:: BRIEF ::
Starting at the line that contains "Locate the car hood" and running through the end of the material, write those lines out again with "image" substituted for "frame". Leave everything else unchanged.

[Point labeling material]
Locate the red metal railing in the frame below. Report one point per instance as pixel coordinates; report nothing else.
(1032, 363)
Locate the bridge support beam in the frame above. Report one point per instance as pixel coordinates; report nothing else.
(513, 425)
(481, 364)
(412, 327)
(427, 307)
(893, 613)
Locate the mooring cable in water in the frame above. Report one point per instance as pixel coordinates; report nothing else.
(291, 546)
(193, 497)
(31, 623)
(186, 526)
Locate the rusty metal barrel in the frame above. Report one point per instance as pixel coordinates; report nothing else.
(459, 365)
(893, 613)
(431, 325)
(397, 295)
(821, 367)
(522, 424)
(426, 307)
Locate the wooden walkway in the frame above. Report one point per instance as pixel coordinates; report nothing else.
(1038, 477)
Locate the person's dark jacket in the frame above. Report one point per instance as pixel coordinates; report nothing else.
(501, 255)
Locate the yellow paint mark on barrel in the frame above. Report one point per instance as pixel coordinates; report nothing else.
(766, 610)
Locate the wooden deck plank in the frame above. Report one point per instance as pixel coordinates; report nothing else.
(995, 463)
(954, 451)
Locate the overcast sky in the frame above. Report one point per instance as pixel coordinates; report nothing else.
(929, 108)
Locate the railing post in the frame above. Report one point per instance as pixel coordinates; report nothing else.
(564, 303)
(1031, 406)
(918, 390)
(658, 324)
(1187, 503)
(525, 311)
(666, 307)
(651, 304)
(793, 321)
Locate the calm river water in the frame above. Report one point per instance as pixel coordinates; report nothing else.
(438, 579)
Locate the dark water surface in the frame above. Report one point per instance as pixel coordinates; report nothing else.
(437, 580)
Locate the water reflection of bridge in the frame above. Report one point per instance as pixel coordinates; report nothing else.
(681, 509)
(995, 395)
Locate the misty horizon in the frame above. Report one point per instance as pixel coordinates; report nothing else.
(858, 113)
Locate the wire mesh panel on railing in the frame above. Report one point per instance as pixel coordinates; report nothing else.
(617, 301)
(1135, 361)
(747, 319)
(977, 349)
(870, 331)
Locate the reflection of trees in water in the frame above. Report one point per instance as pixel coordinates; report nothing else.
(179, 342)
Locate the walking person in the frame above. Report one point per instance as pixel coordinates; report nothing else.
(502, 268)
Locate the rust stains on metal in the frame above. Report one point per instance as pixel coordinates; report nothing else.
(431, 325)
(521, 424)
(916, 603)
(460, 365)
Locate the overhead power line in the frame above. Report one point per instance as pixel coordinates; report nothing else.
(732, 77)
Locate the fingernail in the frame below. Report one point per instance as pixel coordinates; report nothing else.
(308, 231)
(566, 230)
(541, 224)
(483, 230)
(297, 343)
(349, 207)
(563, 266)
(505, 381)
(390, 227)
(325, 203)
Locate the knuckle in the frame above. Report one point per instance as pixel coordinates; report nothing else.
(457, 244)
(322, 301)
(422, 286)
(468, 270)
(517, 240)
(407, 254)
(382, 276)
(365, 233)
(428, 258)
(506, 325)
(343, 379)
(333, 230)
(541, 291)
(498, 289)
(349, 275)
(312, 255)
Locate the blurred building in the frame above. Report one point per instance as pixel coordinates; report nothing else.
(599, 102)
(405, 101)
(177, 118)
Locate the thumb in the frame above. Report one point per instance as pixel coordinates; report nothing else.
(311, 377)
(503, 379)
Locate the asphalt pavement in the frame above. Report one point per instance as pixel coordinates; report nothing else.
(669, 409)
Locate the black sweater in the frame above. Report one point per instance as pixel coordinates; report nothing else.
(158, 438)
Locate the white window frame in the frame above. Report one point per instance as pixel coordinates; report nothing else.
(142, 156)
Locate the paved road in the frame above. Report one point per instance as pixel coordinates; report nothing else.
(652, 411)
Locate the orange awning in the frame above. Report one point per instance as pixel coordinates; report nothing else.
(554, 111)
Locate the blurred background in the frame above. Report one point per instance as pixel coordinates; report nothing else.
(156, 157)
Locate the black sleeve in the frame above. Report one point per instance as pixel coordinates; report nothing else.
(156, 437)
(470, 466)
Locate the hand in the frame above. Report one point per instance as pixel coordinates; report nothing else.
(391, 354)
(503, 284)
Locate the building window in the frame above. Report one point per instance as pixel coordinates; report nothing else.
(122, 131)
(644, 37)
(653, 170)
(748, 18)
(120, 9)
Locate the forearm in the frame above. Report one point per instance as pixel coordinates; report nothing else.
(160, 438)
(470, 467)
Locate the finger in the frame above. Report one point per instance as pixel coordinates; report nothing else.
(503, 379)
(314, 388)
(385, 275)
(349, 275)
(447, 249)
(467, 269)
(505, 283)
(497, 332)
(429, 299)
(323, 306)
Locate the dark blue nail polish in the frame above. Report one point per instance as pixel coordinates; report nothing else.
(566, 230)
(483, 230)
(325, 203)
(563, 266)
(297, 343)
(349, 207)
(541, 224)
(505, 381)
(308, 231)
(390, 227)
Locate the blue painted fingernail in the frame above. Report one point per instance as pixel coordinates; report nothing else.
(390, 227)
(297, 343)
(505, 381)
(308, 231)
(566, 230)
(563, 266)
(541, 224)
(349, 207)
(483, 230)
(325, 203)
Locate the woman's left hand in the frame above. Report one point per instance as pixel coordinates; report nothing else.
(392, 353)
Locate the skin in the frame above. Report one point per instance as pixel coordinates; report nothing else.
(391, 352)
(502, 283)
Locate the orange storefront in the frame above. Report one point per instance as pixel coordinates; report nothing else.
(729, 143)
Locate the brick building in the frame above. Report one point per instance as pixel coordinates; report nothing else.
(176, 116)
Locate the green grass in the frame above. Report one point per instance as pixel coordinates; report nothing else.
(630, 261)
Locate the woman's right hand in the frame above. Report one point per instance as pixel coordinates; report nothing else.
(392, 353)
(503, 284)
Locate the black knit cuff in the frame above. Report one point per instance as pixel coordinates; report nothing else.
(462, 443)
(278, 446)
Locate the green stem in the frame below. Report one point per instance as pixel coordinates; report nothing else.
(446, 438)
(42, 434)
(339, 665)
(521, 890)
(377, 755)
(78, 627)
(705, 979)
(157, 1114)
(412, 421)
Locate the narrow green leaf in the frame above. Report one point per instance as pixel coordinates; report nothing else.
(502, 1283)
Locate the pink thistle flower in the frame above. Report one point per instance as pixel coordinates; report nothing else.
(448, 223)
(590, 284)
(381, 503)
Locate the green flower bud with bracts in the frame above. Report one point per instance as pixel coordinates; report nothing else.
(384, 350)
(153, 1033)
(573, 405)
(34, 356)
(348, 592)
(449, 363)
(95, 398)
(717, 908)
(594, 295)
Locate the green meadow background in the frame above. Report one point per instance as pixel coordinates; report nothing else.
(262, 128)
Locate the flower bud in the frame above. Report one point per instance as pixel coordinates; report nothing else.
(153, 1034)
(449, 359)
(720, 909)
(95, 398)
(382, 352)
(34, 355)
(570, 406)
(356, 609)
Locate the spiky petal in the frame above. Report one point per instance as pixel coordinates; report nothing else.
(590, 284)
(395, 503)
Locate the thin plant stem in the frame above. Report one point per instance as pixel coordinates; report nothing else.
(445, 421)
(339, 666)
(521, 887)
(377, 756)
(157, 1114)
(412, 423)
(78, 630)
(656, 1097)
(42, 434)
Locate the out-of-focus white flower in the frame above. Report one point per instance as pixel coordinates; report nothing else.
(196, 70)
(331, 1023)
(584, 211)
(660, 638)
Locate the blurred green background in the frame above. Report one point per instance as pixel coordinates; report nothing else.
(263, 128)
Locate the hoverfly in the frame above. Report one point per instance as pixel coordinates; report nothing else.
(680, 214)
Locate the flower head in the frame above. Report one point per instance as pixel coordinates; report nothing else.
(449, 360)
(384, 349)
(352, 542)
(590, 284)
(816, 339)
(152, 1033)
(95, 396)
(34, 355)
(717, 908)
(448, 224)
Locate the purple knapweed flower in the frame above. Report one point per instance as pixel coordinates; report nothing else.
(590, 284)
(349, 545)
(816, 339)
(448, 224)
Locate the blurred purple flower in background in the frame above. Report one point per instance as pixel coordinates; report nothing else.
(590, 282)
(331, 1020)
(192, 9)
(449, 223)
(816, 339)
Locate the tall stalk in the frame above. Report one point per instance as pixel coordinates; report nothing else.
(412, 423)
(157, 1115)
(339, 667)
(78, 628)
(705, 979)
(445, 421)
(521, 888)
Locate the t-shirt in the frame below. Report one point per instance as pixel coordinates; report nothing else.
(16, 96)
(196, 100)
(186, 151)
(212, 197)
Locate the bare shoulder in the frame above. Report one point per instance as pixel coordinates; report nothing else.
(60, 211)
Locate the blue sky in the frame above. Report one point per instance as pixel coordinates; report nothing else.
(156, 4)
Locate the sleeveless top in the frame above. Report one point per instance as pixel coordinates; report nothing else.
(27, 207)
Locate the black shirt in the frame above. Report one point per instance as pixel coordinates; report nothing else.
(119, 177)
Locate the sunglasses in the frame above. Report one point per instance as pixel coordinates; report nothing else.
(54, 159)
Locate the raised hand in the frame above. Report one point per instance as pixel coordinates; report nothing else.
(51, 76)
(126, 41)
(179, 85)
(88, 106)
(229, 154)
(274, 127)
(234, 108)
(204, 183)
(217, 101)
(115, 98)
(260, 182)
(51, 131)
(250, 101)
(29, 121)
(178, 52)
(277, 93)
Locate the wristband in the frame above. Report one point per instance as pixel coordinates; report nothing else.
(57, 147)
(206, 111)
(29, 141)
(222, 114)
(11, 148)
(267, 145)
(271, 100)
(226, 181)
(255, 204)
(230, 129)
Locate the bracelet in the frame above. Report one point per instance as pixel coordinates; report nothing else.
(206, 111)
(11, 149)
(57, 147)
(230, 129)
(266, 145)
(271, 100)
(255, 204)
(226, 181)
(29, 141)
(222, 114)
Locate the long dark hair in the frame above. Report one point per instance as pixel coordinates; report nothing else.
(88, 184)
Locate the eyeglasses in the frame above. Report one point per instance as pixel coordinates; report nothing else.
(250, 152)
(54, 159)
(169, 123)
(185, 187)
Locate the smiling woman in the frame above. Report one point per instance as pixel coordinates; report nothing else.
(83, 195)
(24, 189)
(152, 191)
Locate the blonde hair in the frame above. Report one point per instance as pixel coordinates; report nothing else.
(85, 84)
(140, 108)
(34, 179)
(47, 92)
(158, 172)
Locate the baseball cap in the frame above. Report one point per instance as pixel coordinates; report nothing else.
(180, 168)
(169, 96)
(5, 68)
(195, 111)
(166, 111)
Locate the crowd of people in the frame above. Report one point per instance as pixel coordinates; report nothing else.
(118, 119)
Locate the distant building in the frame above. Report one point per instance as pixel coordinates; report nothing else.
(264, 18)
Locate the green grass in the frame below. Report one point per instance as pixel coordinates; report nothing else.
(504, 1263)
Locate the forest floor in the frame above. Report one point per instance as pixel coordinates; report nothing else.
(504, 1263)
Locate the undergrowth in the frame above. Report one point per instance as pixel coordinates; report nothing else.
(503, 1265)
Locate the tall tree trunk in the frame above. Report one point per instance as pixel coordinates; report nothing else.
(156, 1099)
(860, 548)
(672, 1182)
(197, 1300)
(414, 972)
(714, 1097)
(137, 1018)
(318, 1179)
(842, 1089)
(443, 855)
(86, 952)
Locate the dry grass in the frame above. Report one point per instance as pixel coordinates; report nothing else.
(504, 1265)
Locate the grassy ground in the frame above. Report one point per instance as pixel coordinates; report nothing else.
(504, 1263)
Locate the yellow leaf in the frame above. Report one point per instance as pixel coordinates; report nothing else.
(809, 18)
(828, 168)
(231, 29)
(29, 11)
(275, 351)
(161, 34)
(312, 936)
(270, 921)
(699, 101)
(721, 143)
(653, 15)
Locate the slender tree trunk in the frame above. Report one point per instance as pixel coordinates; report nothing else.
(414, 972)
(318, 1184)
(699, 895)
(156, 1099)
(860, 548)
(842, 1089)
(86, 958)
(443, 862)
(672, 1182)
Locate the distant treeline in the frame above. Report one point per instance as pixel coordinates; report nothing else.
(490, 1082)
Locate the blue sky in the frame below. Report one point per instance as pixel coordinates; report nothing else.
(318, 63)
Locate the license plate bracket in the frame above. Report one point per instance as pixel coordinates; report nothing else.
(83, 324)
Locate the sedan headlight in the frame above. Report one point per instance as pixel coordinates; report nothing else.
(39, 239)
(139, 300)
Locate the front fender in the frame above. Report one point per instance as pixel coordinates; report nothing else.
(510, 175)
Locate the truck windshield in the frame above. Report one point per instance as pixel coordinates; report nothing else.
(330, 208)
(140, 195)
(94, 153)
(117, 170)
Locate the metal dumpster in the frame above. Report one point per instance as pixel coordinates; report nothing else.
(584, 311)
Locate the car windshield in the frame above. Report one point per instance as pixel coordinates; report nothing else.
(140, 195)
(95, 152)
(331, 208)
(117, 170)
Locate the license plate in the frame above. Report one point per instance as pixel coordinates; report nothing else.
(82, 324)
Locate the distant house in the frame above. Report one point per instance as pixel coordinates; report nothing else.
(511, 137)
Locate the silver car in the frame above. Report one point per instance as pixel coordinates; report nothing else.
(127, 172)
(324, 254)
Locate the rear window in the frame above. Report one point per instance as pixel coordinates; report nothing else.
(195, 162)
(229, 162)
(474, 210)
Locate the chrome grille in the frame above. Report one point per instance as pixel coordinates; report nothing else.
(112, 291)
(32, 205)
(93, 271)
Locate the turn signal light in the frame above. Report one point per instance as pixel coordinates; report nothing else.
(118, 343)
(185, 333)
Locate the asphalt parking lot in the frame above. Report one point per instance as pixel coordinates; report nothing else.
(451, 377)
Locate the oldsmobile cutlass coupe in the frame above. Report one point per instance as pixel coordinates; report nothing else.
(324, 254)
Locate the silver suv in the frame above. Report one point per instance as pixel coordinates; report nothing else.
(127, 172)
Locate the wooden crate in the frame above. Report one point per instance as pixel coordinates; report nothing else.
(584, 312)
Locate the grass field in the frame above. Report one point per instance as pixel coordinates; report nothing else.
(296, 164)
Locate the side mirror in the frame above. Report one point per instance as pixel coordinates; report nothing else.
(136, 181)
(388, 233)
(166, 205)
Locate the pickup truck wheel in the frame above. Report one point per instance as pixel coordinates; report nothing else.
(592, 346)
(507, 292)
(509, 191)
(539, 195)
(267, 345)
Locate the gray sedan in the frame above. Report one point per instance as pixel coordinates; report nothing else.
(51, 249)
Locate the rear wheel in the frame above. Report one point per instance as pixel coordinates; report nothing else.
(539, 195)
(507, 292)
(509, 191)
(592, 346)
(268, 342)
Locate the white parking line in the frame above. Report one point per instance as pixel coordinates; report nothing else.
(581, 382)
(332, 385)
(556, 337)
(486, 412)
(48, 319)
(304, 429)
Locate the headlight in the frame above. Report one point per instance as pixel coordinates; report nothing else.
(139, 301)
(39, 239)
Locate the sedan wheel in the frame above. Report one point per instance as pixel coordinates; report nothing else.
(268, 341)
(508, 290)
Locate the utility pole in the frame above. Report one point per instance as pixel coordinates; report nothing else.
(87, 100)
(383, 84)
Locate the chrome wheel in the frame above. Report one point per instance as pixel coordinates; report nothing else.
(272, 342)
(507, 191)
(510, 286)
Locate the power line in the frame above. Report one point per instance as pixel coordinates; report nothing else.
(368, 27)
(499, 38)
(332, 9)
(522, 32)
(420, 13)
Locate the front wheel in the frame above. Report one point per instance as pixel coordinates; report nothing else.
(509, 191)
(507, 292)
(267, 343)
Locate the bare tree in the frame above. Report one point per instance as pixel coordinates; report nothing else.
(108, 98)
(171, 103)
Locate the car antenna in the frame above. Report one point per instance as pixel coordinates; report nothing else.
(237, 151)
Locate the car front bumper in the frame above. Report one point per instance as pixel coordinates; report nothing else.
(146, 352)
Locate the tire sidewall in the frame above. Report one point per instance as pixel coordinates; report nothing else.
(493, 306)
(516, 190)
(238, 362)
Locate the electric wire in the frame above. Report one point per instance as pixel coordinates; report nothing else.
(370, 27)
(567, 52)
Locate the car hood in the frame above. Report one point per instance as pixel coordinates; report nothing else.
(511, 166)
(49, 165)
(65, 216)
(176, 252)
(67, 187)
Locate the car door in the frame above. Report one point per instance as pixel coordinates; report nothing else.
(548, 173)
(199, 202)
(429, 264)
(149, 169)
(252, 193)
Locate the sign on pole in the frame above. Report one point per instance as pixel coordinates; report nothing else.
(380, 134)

:: OUTPUT ::
Locate the car hood in the image above. Report one point per instance as pixel coordinates; report nothing else.
(511, 166)
(49, 165)
(65, 216)
(176, 252)
(67, 187)
Locate the car door in the image above. Report one point per instance as pixel coordinates; report nothing else.
(548, 173)
(199, 202)
(429, 264)
(149, 169)
(252, 193)
Locate the sign on pole in the image above. Report one point per instance as pixel coordinates; report nothing else.
(380, 134)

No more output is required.